_Exercices à faire:_
• A. Résumez en deux phrases le texte sur le décret Piantedosi.
• B. Veuillez répondre aux questions suivantes sur le texte sur le décret Piantedosi.
(i) À quelle date le décret a-t-il été présenté ?
(ii) Par rapport à la Sicile, jusqu'à combien de jours de navigation en plus le trajet vers les ports du nord peut-il nécessiter ?
(iii) Depuis quelle année Michele de Pascale est-il maire de Ravenne ?

_Extrait du document:_
Officiellement, l’objectif du décret phare de la politique migratoire du gouvernement d'extrême droite de Giorgia Meloni était de réglementer les opérations de sauvetage de migrants menées par des ONG en mer Méditerranée.
Présenté le 2 janvier 2023, le "décret Piantedosi" - du nom de l’actuel ministre italien de l'Intérieur - prévoit l’obligation pour le capitaine du navire de l’ONG de rejoindre sans délai le port assigné au débarquement après la première opération de sauvetage.
Il se trouve que, depuis son entrée en vigueur, les ports les plus souvent assignés sont situés dans le nord de l'Italie. Une donne qui pénalise l'action humanitaire, selon Soazic Dupuy, directrice des opérations de SOS Méditerranée.
"Cela nous rajoute des jours de navigation supplémentaires, et cela impacte énormément nos missions, autant du point de vue logistique qu'économique", déplore-t-elle. "D’après nos calculs, nous avons dépensé 700 000 euros de plus en frais de carburant pour notre navire Ocean Viking depuis la mise en application de ce décret, et à cause de ces transits de plus en plus longs et lointains".

Désormais, pour pouvoir débarquer les migrants secourus en Méditerranée, l’Ocean Viking se voit systématiquement assigner des ports situés à des milliers de kilomètres des lieux de sauvetage. Par rapport à la Sicile, la région la plus méridionale de l'Italie, le trajet vers les ports du nord du pays peut nécessiter jusqu'à six jours de navigation en plus.
"C'est absurde en termes de kilomètres, d'impact sur l'environnement, mais surtout cela pénalise et ralentit nos opérations, poursuit-elle. Avec ces temps de transit rallongés, nous avons perdu au total 92 jours de navigation, soit 92 jours durant lesquels nous ne pouvons porter secours en mer."
Et d’ajouter : "On veut clairement nous éloigner des zones de sauvetage."
"Une gestion démentielle du phénomène migratoire"
En un an et demi, aucun débarquement de migrants n’a été enregistré à Palerme tandis que près de 15 000 personnes ont été débarquées dans des villes comme Carrare, Bari, Livourne, Ortona, ou Ravenne, selon le quotidien italien La Repubblica. Des villes pour la plupart administrées par des élus de gauche.
Michele de Pascale est membre du Parti démocrate (centre-gauche), la deuxième force politique du pays, et maire de Ravenne depuis 2016. Située au nord-est de la péninsule à moins de 150 kilomètres de Venise, sa ville n’avait jamais vu d’opération de débarquement de migrants avant l'arrivée au pouvoir de l'exécutif le plus à droite que l’Italie ait connu depuis la période fasciste.

_Données fournies:_
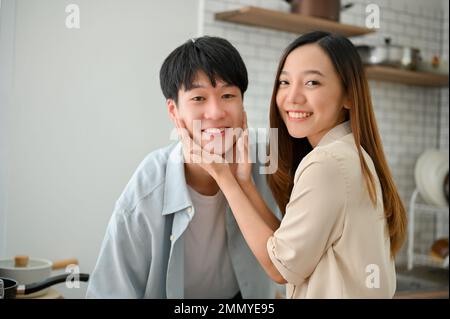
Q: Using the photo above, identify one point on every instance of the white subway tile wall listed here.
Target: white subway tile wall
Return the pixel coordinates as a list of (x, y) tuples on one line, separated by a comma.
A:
[(411, 119)]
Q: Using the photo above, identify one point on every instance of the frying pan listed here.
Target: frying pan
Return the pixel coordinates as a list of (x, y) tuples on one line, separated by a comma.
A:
[(27, 270), (10, 289)]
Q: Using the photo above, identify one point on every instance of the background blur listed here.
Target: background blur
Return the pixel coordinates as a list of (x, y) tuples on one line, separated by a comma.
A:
[(80, 108)]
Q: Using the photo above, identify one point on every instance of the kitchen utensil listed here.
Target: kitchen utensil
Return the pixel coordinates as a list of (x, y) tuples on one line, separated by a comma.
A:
[(446, 187), (326, 9), (390, 55), (11, 288), (27, 270)]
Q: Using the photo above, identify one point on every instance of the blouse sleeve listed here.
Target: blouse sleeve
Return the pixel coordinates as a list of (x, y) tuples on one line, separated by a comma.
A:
[(314, 218)]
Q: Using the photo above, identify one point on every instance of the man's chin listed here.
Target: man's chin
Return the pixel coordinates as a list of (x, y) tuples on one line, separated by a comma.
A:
[(221, 151)]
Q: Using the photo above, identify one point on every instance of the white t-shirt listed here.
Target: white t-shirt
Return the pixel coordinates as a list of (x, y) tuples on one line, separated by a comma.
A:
[(208, 272)]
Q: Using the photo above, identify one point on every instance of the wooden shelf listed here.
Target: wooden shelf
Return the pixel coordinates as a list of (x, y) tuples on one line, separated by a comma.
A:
[(384, 73), (291, 22)]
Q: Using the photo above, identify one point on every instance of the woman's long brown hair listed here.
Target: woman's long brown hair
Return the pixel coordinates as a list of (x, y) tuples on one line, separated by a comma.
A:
[(291, 151)]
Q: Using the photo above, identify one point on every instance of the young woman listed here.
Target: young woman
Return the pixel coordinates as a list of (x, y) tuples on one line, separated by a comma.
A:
[(343, 219)]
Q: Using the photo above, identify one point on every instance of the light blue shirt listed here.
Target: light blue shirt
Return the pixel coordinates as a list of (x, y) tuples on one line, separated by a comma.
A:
[(142, 254)]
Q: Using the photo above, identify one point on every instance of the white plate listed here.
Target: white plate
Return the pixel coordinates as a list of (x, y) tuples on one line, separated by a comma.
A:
[(430, 171)]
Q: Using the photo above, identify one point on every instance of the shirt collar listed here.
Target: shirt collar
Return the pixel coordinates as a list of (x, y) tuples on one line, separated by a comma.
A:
[(336, 133), (176, 196)]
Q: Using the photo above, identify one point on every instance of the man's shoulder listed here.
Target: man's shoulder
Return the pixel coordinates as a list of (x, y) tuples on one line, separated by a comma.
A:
[(148, 178)]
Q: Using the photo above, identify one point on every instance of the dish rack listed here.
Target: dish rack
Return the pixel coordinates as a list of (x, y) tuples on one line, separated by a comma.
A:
[(435, 221)]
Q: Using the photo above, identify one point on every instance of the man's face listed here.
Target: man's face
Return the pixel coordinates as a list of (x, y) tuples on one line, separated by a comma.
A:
[(210, 113)]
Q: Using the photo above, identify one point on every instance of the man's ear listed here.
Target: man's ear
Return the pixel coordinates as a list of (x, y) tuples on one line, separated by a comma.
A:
[(172, 109)]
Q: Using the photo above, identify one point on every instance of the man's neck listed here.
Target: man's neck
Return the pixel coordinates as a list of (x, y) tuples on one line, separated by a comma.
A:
[(200, 180)]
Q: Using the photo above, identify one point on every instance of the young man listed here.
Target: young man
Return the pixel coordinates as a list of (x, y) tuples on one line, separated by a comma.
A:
[(172, 234)]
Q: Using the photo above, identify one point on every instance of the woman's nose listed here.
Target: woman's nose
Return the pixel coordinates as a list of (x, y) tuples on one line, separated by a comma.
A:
[(296, 95), (214, 110)]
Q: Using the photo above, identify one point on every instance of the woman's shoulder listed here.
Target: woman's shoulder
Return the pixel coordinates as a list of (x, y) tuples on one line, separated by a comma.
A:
[(340, 156), (342, 150)]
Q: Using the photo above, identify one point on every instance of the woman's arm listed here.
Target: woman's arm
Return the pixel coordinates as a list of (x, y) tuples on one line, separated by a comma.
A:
[(259, 203), (253, 227)]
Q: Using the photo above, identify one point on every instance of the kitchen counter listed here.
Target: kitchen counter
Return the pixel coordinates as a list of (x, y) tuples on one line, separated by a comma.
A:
[(422, 282)]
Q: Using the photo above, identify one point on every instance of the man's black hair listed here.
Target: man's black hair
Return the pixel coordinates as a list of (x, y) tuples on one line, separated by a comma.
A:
[(215, 56)]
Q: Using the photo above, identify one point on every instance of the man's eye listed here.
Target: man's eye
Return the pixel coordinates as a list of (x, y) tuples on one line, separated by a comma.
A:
[(312, 83), (228, 96)]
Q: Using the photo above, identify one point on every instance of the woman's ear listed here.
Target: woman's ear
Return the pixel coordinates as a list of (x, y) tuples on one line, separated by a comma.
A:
[(172, 109), (347, 104)]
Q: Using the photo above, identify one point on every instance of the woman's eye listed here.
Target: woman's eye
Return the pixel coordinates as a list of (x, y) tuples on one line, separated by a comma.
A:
[(228, 96), (312, 83)]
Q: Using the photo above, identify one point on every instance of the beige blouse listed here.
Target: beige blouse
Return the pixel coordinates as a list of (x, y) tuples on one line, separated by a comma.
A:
[(333, 242)]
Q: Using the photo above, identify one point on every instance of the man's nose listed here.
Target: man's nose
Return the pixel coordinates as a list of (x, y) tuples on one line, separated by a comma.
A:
[(214, 110)]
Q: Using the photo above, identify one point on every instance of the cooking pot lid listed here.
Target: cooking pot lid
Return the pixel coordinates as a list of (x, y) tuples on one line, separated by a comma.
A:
[(33, 263)]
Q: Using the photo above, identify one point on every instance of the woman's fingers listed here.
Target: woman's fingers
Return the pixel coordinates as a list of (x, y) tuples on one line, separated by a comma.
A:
[(244, 121)]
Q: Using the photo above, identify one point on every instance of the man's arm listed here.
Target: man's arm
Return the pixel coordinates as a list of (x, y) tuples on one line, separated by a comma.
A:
[(123, 264)]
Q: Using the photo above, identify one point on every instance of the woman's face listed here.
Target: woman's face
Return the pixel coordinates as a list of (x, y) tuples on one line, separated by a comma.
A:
[(310, 96)]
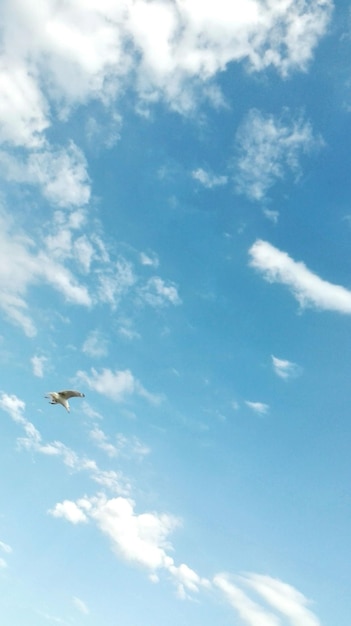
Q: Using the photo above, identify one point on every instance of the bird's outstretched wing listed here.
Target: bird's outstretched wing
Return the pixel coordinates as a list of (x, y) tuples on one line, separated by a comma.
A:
[(69, 393)]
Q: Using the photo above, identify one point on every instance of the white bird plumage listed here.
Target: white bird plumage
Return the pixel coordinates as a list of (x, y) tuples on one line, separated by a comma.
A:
[(61, 397)]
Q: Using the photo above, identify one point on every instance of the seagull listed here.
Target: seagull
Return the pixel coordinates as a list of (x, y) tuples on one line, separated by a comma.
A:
[(61, 397)]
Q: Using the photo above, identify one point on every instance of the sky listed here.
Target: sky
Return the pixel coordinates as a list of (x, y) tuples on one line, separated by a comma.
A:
[(175, 244)]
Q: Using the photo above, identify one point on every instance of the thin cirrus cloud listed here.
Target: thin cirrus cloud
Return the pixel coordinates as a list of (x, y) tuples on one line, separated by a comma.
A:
[(143, 539), (310, 290), (172, 50), (38, 365), (163, 45), (208, 179), (281, 601), (118, 385), (68, 256), (33, 441), (268, 147), (258, 407), (285, 369)]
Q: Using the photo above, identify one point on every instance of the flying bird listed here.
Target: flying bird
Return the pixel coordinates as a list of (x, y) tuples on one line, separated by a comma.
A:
[(61, 397)]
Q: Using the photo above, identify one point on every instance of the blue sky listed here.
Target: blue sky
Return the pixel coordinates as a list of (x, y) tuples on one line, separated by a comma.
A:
[(175, 244)]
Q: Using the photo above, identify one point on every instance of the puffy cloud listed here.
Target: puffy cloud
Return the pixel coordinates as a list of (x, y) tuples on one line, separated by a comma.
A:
[(117, 385), (60, 56), (150, 259), (309, 289), (285, 369), (139, 538), (268, 147), (259, 407)]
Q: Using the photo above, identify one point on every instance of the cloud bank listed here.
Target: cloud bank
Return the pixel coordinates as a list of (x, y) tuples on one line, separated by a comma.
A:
[(310, 290)]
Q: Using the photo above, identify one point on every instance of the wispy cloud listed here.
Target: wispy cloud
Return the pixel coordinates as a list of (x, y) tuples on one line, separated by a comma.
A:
[(208, 179), (250, 611), (67, 255), (285, 369), (287, 600), (173, 51), (267, 148), (259, 407), (95, 344), (309, 289), (281, 601), (149, 258), (6, 548), (159, 293), (38, 365), (61, 174), (119, 445), (118, 385), (110, 479)]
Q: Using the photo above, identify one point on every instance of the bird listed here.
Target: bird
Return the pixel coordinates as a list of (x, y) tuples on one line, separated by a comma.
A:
[(61, 397)]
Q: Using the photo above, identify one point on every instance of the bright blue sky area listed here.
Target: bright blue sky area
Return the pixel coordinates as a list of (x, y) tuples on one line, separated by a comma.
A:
[(175, 244)]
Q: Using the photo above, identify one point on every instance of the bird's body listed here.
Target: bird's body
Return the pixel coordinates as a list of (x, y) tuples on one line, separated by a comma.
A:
[(61, 397)]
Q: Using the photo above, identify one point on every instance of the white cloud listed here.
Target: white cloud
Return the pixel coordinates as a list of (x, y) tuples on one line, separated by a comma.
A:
[(187, 580), (268, 147), (38, 364), (33, 441), (122, 446), (285, 369), (250, 611), (150, 259), (101, 440), (208, 179), (308, 289), (284, 598), (117, 385), (158, 293), (69, 511), (61, 174), (259, 407), (22, 265), (55, 57), (80, 605), (287, 602), (116, 281), (95, 344), (139, 538)]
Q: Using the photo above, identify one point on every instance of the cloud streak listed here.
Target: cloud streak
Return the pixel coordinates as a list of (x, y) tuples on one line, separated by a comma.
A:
[(310, 290), (268, 147)]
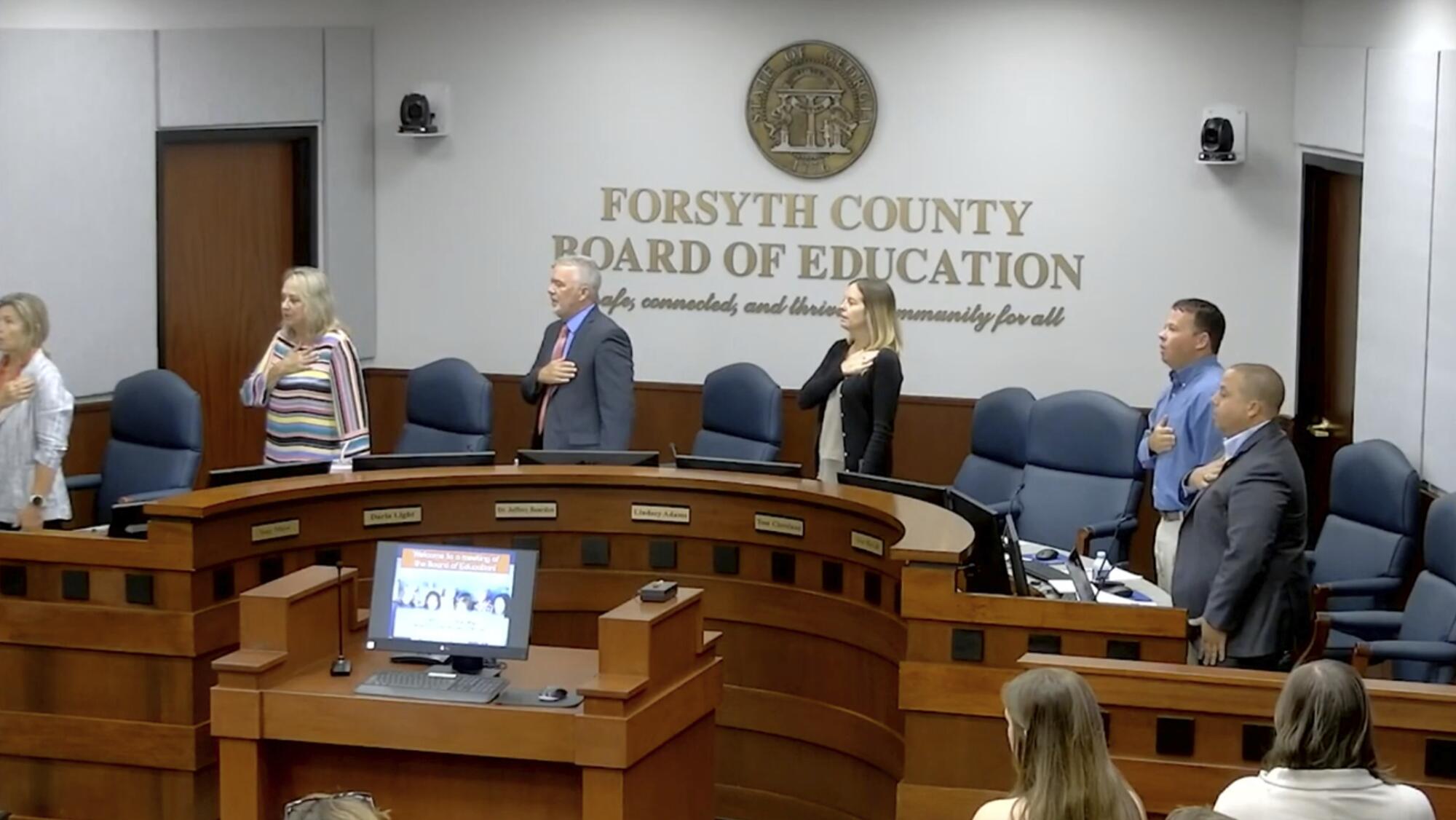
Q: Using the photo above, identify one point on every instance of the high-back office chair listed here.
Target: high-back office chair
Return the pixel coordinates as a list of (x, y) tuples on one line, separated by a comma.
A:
[(448, 410), (1083, 481), (157, 442), (1420, 643), (992, 473), (1369, 538), (743, 414)]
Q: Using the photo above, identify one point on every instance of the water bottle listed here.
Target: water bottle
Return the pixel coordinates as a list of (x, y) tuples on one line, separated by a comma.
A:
[(1101, 569)]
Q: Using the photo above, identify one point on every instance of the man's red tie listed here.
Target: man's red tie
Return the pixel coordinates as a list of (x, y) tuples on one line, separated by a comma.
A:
[(557, 353)]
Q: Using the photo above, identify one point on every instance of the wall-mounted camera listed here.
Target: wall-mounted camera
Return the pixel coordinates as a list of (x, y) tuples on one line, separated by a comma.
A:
[(423, 113), (416, 116), (1224, 136)]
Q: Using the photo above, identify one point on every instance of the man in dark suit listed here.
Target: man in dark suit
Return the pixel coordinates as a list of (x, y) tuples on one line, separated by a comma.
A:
[(582, 381), (1241, 570)]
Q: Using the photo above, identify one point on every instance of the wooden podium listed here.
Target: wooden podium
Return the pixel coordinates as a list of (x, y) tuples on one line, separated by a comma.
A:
[(963, 647), (638, 748)]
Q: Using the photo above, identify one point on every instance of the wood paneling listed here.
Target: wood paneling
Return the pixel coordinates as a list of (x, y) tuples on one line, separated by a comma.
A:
[(226, 238)]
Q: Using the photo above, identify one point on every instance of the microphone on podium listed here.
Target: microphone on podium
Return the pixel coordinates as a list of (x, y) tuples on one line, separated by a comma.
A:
[(341, 666)]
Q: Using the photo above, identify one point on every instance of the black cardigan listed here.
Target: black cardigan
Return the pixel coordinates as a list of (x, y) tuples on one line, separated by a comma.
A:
[(867, 407)]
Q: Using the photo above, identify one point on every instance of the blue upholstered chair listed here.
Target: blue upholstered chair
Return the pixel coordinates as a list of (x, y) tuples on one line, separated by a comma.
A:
[(992, 473), (448, 410), (157, 443), (743, 414), (1369, 538), (1083, 481), (1420, 643)]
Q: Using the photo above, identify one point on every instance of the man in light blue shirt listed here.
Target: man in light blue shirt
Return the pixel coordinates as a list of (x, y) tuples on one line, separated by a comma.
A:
[(1182, 435)]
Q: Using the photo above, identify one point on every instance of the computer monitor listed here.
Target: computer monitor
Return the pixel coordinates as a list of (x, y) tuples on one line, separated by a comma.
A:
[(407, 461), (986, 572), (1080, 579), (129, 521), (688, 462), (614, 458), (928, 493), (267, 473), (472, 604)]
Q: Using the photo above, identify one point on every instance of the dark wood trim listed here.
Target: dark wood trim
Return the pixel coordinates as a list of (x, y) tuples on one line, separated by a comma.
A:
[(306, 194)]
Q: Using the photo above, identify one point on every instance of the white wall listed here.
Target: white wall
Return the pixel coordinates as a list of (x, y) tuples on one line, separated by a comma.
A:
[(78, 196), (1088, 110)]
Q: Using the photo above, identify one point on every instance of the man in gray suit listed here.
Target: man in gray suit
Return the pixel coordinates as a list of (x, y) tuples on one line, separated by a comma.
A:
[(1241, 570), (582, 381)]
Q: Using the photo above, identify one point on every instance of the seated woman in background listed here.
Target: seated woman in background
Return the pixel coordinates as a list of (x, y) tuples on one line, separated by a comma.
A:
[(1323, 762), (311, 379), (1064, 771), (36, 420), (346, 806), (857, 388)]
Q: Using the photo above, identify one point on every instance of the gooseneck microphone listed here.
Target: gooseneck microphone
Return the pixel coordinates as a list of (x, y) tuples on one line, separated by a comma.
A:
[(341, 666)]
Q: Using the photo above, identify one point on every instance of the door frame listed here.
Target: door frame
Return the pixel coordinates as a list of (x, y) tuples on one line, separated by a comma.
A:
[(305, 141)]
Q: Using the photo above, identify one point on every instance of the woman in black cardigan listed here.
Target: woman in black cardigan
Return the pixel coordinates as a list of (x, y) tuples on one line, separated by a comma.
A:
[(857, 388)]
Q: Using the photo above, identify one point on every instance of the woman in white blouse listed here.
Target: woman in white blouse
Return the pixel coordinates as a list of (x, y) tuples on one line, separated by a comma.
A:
[(36, 420), (1323, 762)]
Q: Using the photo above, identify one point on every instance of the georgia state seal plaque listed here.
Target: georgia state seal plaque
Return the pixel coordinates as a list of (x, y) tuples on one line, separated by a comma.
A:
[(812, 110)]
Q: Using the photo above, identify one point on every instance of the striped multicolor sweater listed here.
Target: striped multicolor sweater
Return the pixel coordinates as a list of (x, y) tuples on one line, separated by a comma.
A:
[(315, 414)]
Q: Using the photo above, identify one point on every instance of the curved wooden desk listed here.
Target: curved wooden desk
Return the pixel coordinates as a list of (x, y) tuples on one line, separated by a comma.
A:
[(797, 576)]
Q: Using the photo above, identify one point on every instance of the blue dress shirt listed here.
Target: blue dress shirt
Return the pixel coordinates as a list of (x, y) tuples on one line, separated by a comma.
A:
[(1189, 406), (573, 326)]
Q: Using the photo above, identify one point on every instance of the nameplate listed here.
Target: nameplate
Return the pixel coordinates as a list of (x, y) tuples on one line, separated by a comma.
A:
[(867, 544), (662, 513), (542, 510), (394, 516), (778, 525), (274, 531)]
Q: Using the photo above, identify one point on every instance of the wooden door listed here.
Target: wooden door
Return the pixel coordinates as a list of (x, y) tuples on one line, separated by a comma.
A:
[(234, 216), (1330, 275)]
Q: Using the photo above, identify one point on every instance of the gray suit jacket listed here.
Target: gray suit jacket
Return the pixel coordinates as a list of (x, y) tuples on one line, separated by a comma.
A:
[(1241, 553), (595, 410)]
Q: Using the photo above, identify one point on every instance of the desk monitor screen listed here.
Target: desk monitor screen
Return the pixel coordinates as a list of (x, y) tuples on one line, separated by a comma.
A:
[(407, 461), (467, 602), (687, 462), (614, 458), (988, 567), (129, 521), (928, 493), (266, 473)]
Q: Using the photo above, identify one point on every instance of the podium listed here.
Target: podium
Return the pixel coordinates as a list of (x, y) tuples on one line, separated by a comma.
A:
[(638, 748), (963, 647)]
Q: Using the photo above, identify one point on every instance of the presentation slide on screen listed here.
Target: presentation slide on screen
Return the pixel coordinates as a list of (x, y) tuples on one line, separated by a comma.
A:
[(452, 596)]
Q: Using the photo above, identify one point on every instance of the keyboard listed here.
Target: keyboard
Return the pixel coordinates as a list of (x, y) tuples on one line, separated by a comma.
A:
[(426, 687)]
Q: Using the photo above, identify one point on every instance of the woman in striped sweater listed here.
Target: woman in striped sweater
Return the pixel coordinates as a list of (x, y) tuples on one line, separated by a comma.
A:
[(311, 379)]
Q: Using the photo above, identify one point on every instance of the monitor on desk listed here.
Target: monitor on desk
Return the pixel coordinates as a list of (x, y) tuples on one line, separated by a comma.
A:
[(569, 458), (687, 462), (267, 473), (407, 461), (928, 493), (986, 572), (472, 604)]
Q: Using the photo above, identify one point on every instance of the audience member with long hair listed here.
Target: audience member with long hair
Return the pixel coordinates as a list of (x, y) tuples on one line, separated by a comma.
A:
[(1323, 762), (1064, 770)]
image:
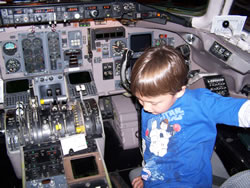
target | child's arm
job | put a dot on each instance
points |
(137, 182)
(244, 115)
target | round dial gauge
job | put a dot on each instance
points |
(9, 48)
(118, 48)
(13, 65)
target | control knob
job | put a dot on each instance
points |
(94, 13)
(39, 18)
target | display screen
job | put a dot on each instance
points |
(138, 43)
(17, 86)
(79, 77)
(84, 167)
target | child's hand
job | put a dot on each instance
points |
(137, 182)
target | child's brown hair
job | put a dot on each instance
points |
(158, 71)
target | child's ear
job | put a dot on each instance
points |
(181, 92)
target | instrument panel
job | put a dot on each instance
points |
(45, 56)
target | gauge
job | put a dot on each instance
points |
(13, 65)
(118, 48)
(26, 43)
(10, 48)
(37, 42)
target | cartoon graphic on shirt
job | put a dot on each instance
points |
(159, 137)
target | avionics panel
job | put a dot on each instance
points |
(41, 52)
(16, 90)
(81, 82)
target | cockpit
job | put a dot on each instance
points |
(64, 82)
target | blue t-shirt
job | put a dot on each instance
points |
(178, 144)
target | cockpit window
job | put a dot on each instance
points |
(180, 7)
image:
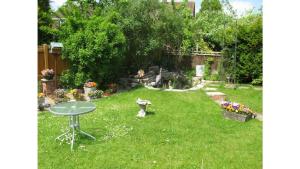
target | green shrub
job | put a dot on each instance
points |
(95, 51)
(257, 82)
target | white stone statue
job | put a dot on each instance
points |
(143, 105)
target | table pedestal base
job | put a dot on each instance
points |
(75, 127)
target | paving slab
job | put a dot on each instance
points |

_Exercice corrigé:_
• A. Présenté le 2 janvier 2023, le décret Piantedosi oblige le capitaine d'un navire d'ONG à rejoindre sans délai le port assigné au débarquement après la première opération de sauvetage, et ces ports sont le plus souvent situés dans le nord de l'Italie. Selon Soazic Dupuy, directrice des opérations de SOS Méditerranée, ces transits plus longs ont coûté 700 000 euros de carburant supplémentaires pour l'Ocean Viking et fait perdre 92 jours de navigation durant lesquels aucun secours en mer n'était possible.

• B.
(i) Le 2 janvier 2023.
(ii) Jusqu'à six jours.
(iii) Depuis 2016.